● **TEXT FOR ANALYSIS**
The Interactive Window is used for running cells in a python script. One of the capabilities of running these cells is to debug them.

This page will describe how this debugging is implemented under the covers.

This sequence diagram is explained below:

The first step is to inject debugpy into kernel. Without knowing what the process id of the kernel is, we need a way to have the kernel ready for attach. We do this by running this code in the kernel:

import debugpy
debugpy.listen(('localhost', 0))

That causes debugpy to start a server and returns the port to listen on. We use this port to generate a launch config. Something that looks like so:

        {
            "type": "python",
            "request": "attach",
            "connect": { "host": "localhost", "port": 5678 },
            "justMyCode": true
        },

Debugpy ships with the python extension. We add the path on disk where the python extension has debugpy before we attach. In a remote situation, debugging is disabled anyway, so we don't have to worry about supporting this for remote.

The launch config generated in the previous step is used to attach the debugger to the running debugpy server (much like done here for launching debugging of a python file).

VS code then transitions to debug mode. It just sits there waiting for an event from the debuggee.

The next step is called out as 'Replace kernel's run cell handler'.

What is that code doing? It's replacing the IPython runcell method with a new one so that we can set an environment variable BEFORE we run a cell.

Specifically this code here:

                predicted_name = __VSCODE_compute_hash(args[1], args[0].execution_count)
                os.environ["IPYKERNEL_CELL_NAME"] = predicted_name

Internally IPython uses the environment variable IPYKERNEL_CELL_NAME to set the name of the pseudo file associated with any code that's run.

If we need an environment variable to be set when running a cell, why not just execute some code in the kernel? This diagram might explain why:

If we're using cells to change the environment variable, those cells themselves end up with the IPYKERNEL_CELL_NAME set for them. In the example above, if CELL_2 calls into code in CELL_1, the debugger won't know that it was the original cell 1, and not the second "cell 1" where the variable was set.

To work around this problem, we instead patch the kernel so it sets the variable itself as it executes code.

● **LISTED RECORDS**
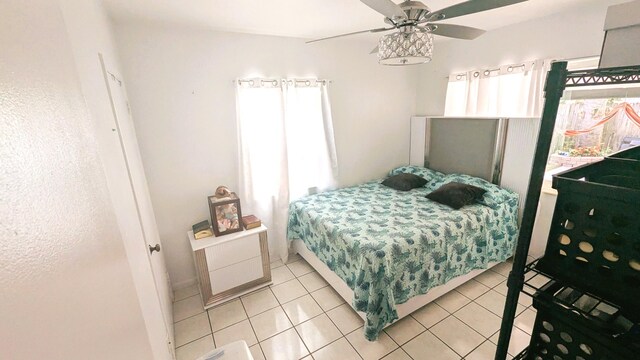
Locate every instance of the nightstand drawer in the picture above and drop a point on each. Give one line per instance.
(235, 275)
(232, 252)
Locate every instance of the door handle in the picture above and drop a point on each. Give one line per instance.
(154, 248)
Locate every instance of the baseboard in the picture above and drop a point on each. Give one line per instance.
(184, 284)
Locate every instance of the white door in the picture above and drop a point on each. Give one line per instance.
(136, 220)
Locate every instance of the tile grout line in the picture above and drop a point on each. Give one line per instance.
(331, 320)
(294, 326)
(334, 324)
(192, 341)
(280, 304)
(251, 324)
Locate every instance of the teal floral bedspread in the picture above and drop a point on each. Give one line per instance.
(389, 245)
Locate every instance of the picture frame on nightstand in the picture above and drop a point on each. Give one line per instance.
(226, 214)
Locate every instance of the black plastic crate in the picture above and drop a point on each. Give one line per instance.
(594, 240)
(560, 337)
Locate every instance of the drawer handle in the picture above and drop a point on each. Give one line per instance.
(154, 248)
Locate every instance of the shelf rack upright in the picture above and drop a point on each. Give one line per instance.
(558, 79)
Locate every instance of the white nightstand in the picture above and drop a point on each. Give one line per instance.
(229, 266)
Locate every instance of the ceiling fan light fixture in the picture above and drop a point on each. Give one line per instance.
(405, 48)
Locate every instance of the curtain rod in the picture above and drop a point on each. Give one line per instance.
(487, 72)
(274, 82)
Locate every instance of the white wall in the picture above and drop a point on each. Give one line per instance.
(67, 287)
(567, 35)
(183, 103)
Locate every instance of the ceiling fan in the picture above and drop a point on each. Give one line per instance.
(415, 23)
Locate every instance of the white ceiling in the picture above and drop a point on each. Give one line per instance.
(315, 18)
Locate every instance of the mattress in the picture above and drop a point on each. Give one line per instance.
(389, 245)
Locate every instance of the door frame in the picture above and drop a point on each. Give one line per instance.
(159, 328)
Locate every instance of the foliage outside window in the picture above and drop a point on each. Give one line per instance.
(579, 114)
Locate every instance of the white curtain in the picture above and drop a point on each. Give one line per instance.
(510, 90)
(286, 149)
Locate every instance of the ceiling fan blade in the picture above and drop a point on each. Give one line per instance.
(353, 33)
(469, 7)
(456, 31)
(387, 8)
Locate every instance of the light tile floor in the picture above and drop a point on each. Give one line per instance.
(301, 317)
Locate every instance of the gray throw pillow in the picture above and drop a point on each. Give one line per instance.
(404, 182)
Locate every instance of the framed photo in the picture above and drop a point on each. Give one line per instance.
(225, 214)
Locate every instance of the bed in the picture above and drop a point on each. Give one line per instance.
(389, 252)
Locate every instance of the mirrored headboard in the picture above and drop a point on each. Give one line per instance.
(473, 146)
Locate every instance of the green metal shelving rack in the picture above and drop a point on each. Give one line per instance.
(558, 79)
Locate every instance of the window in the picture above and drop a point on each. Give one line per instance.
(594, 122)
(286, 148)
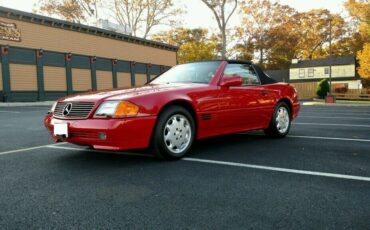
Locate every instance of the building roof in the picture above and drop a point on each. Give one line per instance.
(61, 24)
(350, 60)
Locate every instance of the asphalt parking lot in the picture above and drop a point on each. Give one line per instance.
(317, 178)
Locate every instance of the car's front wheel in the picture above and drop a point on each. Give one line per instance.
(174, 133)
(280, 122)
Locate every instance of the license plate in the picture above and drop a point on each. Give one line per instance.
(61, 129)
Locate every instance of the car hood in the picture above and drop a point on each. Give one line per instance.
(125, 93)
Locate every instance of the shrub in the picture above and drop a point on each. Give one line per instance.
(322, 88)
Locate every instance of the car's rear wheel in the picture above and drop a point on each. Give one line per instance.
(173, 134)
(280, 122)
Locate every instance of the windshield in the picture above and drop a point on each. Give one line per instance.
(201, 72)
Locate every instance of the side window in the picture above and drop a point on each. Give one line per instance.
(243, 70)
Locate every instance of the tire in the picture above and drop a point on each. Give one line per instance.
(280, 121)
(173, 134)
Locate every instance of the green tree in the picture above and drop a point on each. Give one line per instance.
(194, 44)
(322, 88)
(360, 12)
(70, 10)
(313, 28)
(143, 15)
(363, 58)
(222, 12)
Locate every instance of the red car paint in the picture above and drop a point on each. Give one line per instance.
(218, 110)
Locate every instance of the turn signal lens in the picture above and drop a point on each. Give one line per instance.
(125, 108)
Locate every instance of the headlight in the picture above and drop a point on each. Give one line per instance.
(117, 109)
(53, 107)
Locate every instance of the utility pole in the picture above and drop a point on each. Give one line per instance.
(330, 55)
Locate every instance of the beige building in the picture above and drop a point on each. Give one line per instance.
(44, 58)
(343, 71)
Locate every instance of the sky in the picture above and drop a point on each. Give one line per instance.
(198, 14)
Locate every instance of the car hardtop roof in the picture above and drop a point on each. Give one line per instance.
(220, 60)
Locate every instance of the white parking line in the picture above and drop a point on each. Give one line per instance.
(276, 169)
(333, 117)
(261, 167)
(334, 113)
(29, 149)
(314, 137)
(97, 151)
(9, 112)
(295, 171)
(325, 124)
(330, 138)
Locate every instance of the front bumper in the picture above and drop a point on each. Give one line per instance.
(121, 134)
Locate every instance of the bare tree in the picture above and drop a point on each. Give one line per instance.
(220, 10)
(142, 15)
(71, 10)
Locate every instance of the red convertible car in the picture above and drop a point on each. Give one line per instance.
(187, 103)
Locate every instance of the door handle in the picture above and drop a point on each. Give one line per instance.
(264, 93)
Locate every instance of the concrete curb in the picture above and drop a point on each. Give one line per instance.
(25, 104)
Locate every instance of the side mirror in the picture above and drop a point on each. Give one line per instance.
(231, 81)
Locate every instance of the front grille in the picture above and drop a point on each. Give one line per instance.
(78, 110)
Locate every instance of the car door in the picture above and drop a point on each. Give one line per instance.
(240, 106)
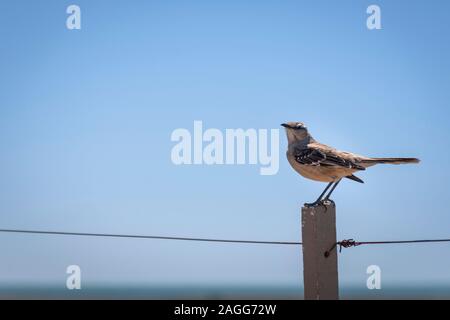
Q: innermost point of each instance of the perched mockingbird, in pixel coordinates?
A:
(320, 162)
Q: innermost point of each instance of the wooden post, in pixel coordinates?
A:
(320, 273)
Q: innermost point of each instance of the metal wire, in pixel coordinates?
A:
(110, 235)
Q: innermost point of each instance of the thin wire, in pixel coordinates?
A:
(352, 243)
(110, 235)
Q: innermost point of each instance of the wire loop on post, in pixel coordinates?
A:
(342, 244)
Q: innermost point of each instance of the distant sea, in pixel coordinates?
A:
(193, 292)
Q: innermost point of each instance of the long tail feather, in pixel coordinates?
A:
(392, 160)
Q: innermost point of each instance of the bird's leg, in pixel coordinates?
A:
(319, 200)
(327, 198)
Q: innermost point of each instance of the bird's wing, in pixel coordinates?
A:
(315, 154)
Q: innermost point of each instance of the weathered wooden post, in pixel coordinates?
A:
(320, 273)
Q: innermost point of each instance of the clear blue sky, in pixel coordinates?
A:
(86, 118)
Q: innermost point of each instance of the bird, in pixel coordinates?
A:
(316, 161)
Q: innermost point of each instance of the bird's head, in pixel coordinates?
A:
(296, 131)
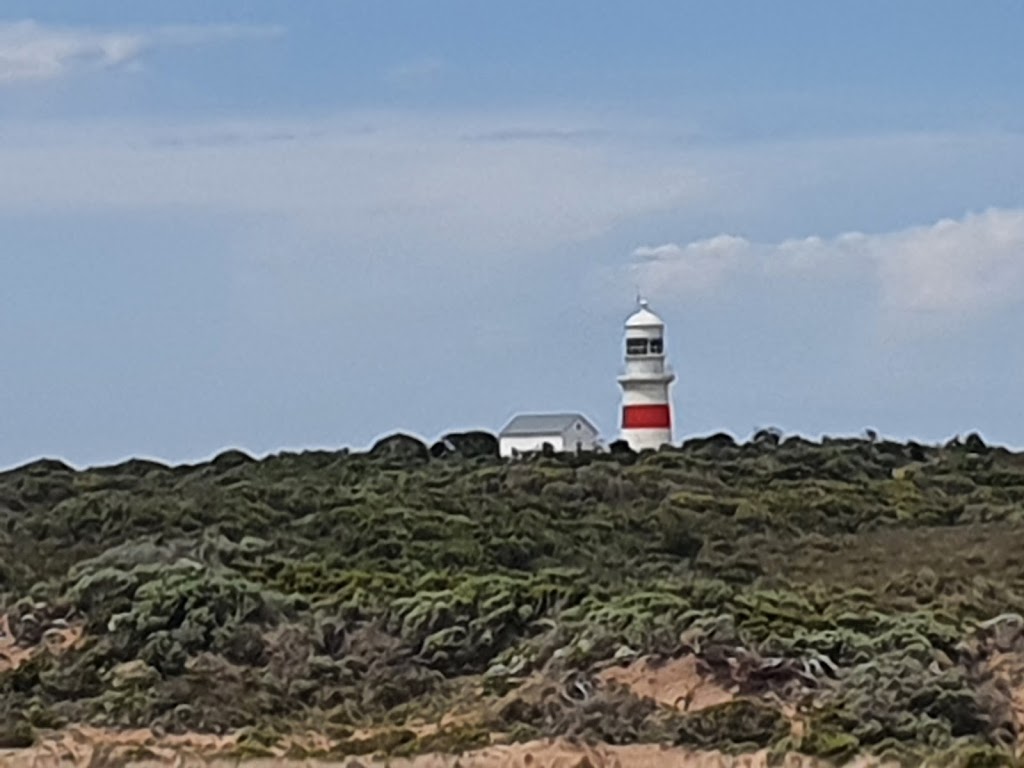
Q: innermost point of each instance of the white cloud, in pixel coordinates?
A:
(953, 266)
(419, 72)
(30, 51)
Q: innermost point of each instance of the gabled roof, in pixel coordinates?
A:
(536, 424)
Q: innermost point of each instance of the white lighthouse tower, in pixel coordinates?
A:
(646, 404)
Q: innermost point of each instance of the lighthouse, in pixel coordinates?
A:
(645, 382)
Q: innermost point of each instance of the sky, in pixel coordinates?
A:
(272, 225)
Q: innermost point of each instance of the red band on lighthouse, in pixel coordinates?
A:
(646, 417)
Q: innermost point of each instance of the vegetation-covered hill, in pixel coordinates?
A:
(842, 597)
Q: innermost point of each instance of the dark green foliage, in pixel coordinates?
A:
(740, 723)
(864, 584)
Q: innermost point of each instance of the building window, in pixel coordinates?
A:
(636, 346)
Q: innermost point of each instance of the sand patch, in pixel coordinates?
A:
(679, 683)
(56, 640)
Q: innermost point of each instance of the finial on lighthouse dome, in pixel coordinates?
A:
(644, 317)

==

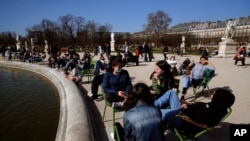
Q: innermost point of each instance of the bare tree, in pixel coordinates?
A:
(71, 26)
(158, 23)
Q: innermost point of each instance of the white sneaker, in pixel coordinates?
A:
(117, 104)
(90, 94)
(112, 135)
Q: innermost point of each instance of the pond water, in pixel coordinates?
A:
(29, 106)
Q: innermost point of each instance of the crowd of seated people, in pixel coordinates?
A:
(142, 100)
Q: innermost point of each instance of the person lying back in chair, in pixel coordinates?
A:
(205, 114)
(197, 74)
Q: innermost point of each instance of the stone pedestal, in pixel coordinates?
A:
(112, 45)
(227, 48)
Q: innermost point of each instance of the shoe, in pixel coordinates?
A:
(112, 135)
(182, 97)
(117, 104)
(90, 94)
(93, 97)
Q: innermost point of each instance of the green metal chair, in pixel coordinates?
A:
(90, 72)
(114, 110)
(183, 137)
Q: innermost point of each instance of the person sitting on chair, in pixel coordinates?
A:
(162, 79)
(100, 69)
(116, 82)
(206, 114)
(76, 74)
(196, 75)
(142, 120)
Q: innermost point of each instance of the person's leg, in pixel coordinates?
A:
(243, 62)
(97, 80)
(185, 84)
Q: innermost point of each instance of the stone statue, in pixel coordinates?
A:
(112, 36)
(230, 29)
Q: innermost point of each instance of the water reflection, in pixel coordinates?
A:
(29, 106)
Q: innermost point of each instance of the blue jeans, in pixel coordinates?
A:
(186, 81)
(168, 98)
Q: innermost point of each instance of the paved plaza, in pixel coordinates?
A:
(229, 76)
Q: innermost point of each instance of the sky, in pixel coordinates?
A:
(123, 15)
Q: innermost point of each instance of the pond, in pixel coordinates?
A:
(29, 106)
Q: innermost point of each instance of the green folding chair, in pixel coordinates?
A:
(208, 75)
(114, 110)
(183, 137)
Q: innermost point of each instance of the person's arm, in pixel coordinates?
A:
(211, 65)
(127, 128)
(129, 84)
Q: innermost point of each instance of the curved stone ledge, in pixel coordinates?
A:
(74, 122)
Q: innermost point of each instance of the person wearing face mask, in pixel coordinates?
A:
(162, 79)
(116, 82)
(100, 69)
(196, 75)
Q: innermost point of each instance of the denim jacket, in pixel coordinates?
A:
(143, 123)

...

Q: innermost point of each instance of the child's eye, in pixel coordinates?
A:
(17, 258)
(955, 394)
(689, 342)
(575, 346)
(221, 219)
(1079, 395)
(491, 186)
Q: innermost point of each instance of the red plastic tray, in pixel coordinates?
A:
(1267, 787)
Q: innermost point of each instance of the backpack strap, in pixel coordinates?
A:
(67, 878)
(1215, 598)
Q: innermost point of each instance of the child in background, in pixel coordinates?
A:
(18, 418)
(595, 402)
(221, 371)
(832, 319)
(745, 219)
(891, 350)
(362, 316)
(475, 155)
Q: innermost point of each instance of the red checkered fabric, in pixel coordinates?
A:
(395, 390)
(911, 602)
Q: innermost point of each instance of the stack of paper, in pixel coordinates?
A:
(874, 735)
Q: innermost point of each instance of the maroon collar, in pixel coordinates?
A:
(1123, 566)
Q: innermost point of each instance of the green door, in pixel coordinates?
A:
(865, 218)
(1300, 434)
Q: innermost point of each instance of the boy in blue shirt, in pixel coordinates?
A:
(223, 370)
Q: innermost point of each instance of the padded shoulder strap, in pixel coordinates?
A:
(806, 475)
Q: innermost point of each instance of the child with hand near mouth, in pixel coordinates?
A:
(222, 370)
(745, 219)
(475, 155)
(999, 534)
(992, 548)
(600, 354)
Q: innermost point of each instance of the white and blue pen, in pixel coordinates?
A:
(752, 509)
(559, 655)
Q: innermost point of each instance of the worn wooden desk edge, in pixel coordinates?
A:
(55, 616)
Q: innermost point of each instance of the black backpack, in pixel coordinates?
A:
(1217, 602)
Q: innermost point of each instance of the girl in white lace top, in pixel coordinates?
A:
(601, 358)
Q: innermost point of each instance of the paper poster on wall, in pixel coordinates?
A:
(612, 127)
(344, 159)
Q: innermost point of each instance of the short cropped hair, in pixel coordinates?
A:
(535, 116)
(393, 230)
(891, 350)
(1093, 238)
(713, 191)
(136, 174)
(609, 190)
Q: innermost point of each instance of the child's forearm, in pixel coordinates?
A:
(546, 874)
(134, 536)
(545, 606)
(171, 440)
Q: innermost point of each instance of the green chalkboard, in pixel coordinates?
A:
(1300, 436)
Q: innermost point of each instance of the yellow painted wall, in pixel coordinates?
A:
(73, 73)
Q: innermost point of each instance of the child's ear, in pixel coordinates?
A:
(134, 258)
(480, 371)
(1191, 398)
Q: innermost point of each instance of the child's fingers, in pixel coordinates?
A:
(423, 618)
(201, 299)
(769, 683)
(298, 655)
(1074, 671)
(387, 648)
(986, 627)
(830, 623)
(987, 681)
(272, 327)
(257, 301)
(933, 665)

● **CHECK YOUR UNDERSTANDING**
• 1. Answer these questions from the text on Interactive Window debugging:
(a) In the code run in the kernel, what port number is passed to debugpy.listen?
(b) Why is supporting the debugpy path for remote situations not a concern?
(c) What does IPython use the IPYKERNEL_CELL_NAME environment variable for?
• 2. List every top-level key in the sample launch configuration shown in the text on Interactive Window debugging.

● **SOLUTIONS BY TASK**
• 1.
(a) 0
(b) Debugging is disabled in a remote situation anyway.
(c) IPython uses it to set the name of the pseudo file associated with any code that's run.

• 2.
type
request
connect
justMyCode